Task directions
Copy the listing below in full and skip every picture.

Given information

※

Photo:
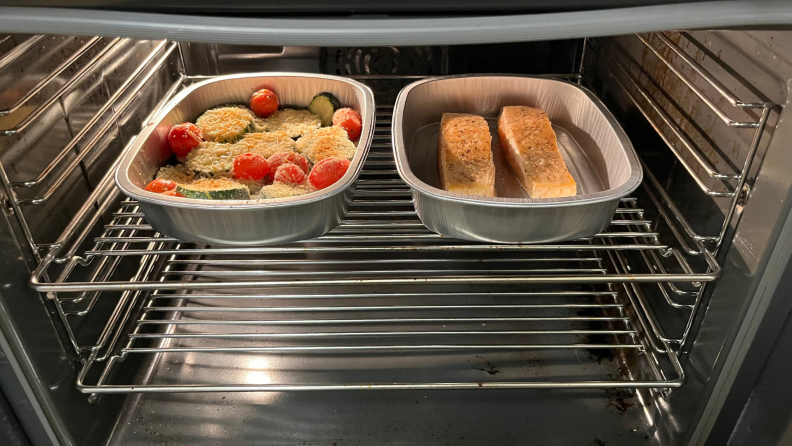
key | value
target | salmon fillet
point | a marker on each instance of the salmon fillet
(464, 155)
(529, 143)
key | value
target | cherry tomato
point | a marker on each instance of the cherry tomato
(328, 171)
(287, 157)
(184, 137)
(249, 166)
(159, 186)
(289, 173)
(349, 120)
(264, 103)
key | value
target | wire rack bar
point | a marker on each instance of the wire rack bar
(734, 182)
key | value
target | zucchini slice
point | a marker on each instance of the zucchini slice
(214, 189)
(324, 105)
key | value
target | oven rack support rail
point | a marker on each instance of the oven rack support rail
(85, 143)
(690, 157)
(734, 184)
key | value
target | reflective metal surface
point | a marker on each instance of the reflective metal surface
(600, 157)
(244, 222)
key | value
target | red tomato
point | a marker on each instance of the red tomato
(159, 186)
(264, 103)
(287, 157)
(289, 173)
(349, 120)
(249, 166)
(184, 137)
(328, 171)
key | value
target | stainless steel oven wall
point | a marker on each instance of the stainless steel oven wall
(752, 65)
(69, 106)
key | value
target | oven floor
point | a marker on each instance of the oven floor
(503, 417)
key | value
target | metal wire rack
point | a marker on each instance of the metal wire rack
(380, 285)
(381, 288)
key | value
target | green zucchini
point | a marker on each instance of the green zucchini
(324, 105)
(214, 189)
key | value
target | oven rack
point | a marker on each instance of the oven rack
(373, 277)
(62, 94)
(278, 334)
(691, 157)
(109, 257)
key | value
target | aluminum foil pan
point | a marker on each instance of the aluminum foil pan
(239, 222)
(595, 148)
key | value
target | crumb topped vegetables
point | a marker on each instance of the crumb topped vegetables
(233, 152)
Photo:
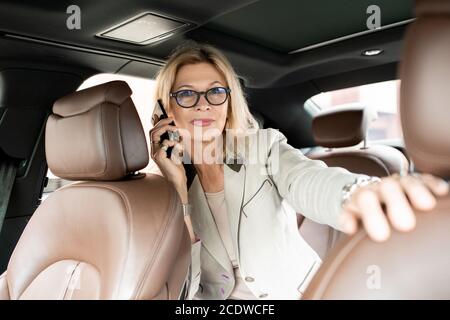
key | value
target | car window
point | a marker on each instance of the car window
(382, 97)
(143, 91)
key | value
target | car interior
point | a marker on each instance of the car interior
(120, 229)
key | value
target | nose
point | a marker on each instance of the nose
(202, 104)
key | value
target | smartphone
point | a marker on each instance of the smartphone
(166, 134)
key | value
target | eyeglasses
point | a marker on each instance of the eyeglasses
(189, 98)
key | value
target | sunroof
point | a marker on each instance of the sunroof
(288, 25)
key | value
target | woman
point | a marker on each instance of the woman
(241, 213)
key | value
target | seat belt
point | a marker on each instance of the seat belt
(8, 170)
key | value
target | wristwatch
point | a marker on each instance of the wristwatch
(349, 189)
(186, 209)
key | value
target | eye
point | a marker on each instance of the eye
(217, 90)
(186, 93)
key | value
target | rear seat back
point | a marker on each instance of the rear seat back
(340, 131)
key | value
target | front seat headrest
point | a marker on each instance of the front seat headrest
(96, 134)
(425, 74)
(342, 126)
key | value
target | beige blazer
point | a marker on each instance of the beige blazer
(262, 199)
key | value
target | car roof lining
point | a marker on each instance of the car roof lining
(259, 64)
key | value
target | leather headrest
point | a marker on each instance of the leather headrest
(425, 90)
(96, 134)
(342, 126)
(432, 7)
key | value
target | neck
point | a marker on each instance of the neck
(206, 154)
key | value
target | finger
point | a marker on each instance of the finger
(155, 119)
(438, 186)
(398, 208)
(373, 218)
(156, 134)
(348, 221)
(162, 122)
(418, 194)
(161, 153)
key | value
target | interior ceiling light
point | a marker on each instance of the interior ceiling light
(145, 28)
(372, 52)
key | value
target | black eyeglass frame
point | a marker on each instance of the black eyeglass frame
(198, 94)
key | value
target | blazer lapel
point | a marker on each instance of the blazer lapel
(234, 184)
(205, 226)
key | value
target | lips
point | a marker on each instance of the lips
(202, 122)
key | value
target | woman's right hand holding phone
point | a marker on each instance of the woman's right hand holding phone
(172, 169)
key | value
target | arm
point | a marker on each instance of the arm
(194, 272)
(194, 277)
(308, 185)
(4, 293)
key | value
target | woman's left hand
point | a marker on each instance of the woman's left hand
(399, 196)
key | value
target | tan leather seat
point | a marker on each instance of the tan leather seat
(340, 130)
(115, 235)
(414, 265)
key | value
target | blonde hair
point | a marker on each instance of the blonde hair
(239, 119)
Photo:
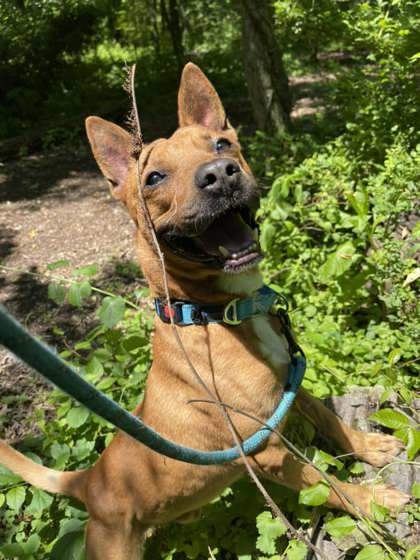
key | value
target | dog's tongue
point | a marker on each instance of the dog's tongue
(228, 231)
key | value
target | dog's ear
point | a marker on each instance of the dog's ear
(198, 102)
(111, 147)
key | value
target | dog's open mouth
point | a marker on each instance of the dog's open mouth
(229, 242)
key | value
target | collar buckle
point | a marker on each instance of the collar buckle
(230, 314)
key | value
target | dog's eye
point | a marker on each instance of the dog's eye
(154, 178)
(222, 144)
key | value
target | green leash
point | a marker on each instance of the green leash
(45, 361)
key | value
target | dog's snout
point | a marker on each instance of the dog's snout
(217, 174)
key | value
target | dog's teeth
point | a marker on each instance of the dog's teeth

※

Complete response
Photo:
key | value
target | salmon fillet
point | a marker on each instance of the salmon fillet
(464, 155)
(529, 143)
key | value
target | cherry tomato
point | a marker on each instance of the cherry tomato
(328, 171)
(287, 157)
(184, 137)
(249, 166)
(159, 186)
(289, 173)
(349, 120)
(264, 103)
key | value
target | wire rack bar
point | a marker on each instance of the wire rack bar
(734, 182)
key | value
target | zucchini slice
point | a marker on each instance of the zucchini slice
(214, 189)
(324, 105)
key | value
target | oven rack support rail
point | a marker on each instance of the oven rack support rail
(85, 143)
(690, 157)
(734, 184)
key | value
target | reflective metal surface
point | a marker on each instance of the reflective metal surface
(600, 157)
(244, 222)
key | value
target | red tomato
point | a marker on each instance of the red tomato
(159, 186)
(264, 103)
(287, 157)
(289, 173)
(349, 120)
(249, 166)
(184, 137)
(328, 171)
key | value
target | stainless steel oven wall
point | a marker on each instance of the stainless steel oven wall
(752, 65)
(69, 106)
key | value
target | oven floor
point | a marker on each instance of the oven floor
(503, 417)
key | value
target | metal wire rack
point | a marker on each instance of the metal wire rack
(380, 285)
(381, 288)
key | value
target | green zucchini
point | a marker on each instance of the green zucchini
(324, 105)
(214, 189)
key | value
target | oven rack
point | a marker on each instance of the oven rack
(373, 277)
(62, 94)
(278, 334)
(691, 157)
(109, 257)
key | value
target | aluminum foil pan
point | a marker on each instance of the aluminum foil pan
(239, 222)
(595, 148)
key | value
target | crumb topped vegetables
point | a marker on each instance of the crumb topped vegetables
(233, 152)
Photo:
key | value
target | car window
point | a marker on each instance of the car window
(382, 97)
(143, 91)
key | value
target | car interior
point | a marker on each instance of the car interior
(120, 229)
key | value
target | nose
point | a marker on each instance of the nose
(202, 104)
key | value
target | smartphone
point | a marker on each instance of the smartphone
(166, 134)
key | value
target | eyeglasses
point | a marker on each instance of the eyeglasses
(189, 98)
key | value
target | sunroof
point | a marker on each instance of the sunroof
(288, 25)
key | value
target | woman
point | a marker on each instance of the woman
(241, 213)
key | value
target | seat belt
point | a marker on each instance of the seat belt
(8, 170)
key | value
target | wristwatch
point | a marker on each instance of the wristwatch
(349, 189)
(186, 209)
key | value
target | eye
point | a marker on each instance of the eye
(217, 90)
(186, 93)
key | value
target | rear seat back
point | a marker on each instance of the rear seat back
(340, 131)
key | value
target | front seat headrest
point | a marker on each instance of the front seat headrest
(96, 134)
(425, 74)
(342, 126)
key | value
target | beige blazer
point | a marker on each instance of the beige blazer
(262, 199)
key | value
target | car roof lining
point | a marker on each instance of the car roof lining
(259, 64)
key | value
target | leather headrest
point | a marker on each instance of the leather headrest
(425, 90)
(96, 134)
(342, 126)
(432, 7)
key | value
target | neck
point | a marker on each instance of the neck
(206, 154)
key | value
target | finger
point | a marker on each instance of the finger
(155, 119)
(438, 186)
(398, 208)
(373, 218)
(156, 134)
(348, 221)
(162, 122)
(418, 194)
(161, 153)
key | value
target | interior ceiling light
point | a marker on each instance of the interior ceiling light
(145, 28)
(372, 52)
key | value
target | black eyeglass frame
point | a marker on each instance of the black eyeglass frame
(198, 94)
key | value
target | blazer lapel
point | a marker on each instance of the blazer lapel
(234, 184)
(205, 226)
key | value
target | lips
point | a marker on each instance of the lips
(202, 122)
key | value
target | woman's right hand holding phone
point | a marker on each instance of the woman's right hand holding phone
(172, 169)
key | value
target | arm
point | a marker on each instance of the arm
(194, 272)
(194, 277)
(308, 185)
(4, 293)
key | value
target | woman's left hand
point | a marker on each instance of the woman's left hand
(399, 196)
key | value
target | tan leather seat
point | a marker on each instance of the tan leather seat
(340, 130)
(115, 235)
(414, 265)
key | value
target | blonde hair
point | a marker on each instance of the blonde hair
(239, 119)
Photo:
key | value
target | dog's tongue
point | a marker on each instance of the dog's tongue
(228, 231)
key | value
target | dog's ear
point | a marker on each instance of the dog's ear
(198, 102)
(111, 147)
key | value
target | dog's open mouth
point | a marker on each instance of the dog's open mouth
(229, 242)
key | value
target | collar buckle
point | a marker on each instance of the collar buckle
(230, 314)
key | value
target | dog's eye
point | a marker on each instance of the dog's eye
(154, 178)
(222, 144)
key | value
target | green leash
point | a marker on each instance of the green leash
(45, 361)
key | value
target | dog's snout
point | a marker on each instance of the dog's snout
(217, 174)
key | value
target | dog's teeth
point | a marker on each instance of the dog's teeth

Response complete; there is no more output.